┌─ RECORD EXTRACTS

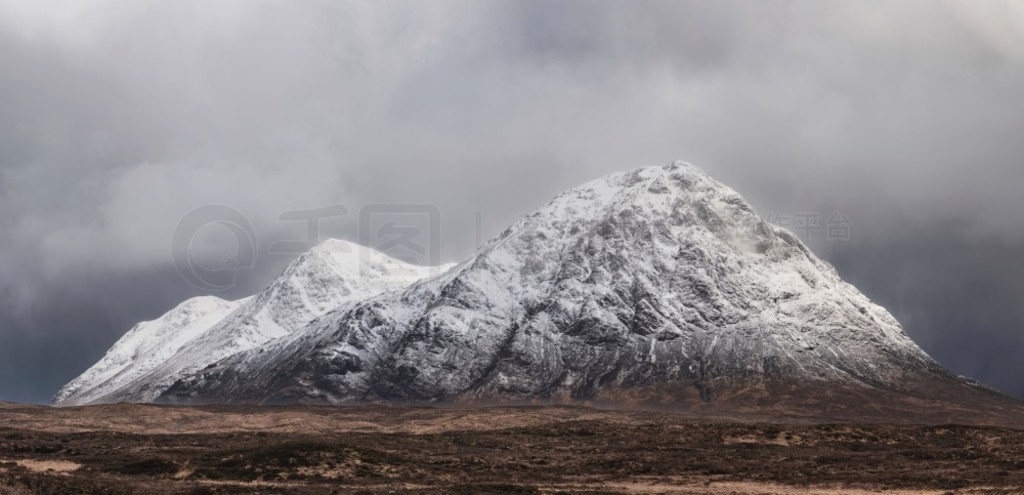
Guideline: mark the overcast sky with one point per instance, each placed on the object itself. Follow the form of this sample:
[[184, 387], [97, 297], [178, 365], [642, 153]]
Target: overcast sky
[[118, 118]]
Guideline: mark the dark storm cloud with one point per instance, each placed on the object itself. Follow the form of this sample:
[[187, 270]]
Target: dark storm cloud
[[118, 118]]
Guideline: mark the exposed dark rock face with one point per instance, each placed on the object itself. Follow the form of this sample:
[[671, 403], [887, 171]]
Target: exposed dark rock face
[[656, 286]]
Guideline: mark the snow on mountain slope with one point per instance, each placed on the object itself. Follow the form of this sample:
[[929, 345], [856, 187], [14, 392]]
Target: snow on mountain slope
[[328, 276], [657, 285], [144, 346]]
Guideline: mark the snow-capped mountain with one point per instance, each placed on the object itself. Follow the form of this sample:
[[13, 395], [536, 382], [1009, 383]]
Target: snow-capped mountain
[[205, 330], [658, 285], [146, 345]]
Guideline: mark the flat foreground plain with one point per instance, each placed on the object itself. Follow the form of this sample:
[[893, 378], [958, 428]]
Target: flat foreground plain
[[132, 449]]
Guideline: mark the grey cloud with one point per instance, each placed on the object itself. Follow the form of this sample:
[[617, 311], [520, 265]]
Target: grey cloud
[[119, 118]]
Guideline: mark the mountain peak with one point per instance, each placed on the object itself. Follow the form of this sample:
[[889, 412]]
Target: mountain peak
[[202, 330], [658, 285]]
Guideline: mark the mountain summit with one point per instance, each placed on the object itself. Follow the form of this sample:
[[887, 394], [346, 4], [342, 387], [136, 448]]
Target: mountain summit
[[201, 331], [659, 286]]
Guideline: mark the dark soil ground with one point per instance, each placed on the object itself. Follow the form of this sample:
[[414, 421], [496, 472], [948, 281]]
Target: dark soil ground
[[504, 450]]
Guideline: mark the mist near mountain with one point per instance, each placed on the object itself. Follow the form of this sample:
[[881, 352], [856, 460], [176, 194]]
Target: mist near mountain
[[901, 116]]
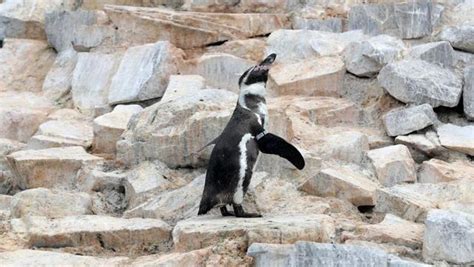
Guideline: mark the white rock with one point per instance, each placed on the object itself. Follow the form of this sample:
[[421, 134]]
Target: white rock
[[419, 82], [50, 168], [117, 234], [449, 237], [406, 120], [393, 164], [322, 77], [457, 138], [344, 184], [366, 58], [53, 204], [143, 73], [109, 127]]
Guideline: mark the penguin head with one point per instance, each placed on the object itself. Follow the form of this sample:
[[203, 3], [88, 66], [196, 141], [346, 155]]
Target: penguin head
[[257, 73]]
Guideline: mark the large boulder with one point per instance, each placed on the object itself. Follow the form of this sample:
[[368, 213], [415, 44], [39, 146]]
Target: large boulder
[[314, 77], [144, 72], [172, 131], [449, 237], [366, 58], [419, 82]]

└─
┌─ RECORD EXTRACTS

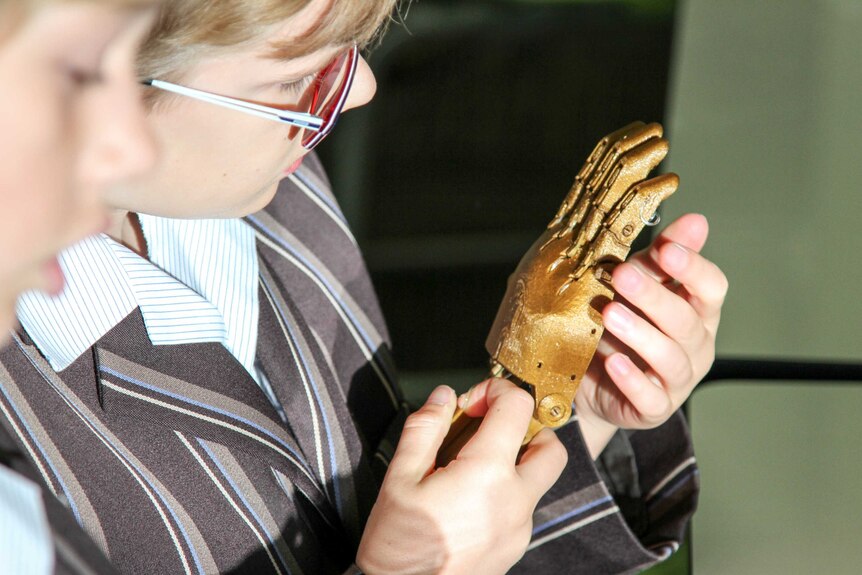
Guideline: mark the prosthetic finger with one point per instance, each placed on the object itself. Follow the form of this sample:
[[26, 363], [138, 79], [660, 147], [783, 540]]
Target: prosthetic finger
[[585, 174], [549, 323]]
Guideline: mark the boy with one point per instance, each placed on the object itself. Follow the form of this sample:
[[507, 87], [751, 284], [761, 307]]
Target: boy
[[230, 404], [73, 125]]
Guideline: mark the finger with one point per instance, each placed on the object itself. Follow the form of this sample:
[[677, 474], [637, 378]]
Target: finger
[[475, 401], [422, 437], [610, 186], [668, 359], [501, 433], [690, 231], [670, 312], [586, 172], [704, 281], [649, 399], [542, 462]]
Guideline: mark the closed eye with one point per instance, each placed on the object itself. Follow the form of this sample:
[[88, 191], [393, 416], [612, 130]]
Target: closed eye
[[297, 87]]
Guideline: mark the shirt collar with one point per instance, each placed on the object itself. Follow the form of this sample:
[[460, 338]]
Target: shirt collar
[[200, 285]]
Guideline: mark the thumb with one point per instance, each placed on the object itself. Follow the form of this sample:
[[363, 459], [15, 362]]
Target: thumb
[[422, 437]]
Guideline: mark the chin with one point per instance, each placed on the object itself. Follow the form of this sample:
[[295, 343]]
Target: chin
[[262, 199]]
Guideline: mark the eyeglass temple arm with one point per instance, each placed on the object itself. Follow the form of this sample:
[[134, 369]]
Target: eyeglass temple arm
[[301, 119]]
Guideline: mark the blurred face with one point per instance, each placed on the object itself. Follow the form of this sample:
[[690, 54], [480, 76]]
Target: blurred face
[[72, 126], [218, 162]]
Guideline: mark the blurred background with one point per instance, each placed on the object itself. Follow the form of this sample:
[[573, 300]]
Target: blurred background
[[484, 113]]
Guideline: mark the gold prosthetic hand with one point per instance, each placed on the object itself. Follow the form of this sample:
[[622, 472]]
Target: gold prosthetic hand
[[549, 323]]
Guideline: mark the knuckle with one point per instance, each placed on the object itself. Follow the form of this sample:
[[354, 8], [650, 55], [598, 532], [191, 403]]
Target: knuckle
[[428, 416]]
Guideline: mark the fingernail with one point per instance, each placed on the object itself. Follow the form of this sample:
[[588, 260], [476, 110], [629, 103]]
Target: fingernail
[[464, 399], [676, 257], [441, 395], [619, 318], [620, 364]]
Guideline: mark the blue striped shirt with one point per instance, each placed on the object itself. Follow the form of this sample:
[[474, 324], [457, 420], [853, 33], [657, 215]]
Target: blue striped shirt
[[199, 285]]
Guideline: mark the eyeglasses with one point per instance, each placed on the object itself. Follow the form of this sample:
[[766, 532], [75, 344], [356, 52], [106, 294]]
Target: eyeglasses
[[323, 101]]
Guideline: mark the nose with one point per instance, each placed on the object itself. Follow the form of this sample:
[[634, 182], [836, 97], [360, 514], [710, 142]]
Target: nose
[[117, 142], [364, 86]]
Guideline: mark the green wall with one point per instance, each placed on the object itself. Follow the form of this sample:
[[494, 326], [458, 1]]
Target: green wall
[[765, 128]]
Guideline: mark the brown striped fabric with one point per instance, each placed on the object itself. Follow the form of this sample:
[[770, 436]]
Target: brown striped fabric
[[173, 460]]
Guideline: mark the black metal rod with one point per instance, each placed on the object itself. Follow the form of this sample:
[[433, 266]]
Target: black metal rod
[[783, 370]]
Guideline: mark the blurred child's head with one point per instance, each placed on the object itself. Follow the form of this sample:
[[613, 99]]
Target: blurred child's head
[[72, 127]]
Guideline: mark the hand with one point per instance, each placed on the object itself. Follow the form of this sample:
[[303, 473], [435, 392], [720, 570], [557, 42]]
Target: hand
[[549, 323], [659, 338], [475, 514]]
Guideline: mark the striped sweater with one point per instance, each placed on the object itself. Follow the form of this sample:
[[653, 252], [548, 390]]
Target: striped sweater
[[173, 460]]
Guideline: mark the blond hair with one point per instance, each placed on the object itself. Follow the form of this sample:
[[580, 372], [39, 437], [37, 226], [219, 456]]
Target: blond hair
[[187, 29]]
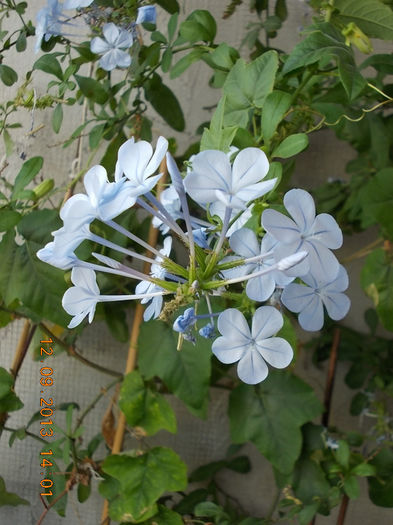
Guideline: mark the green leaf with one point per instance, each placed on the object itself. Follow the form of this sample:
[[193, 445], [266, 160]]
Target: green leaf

└─

▶ [ASSIGNMENT]:
Copy all lines from the material that contain "leaf".

▶ [WRITTEN ANSWER]:
Guideline: mark the green leaf with one point per instance, each placed on the object itself. Follow the form of this sample:
Target: green leaf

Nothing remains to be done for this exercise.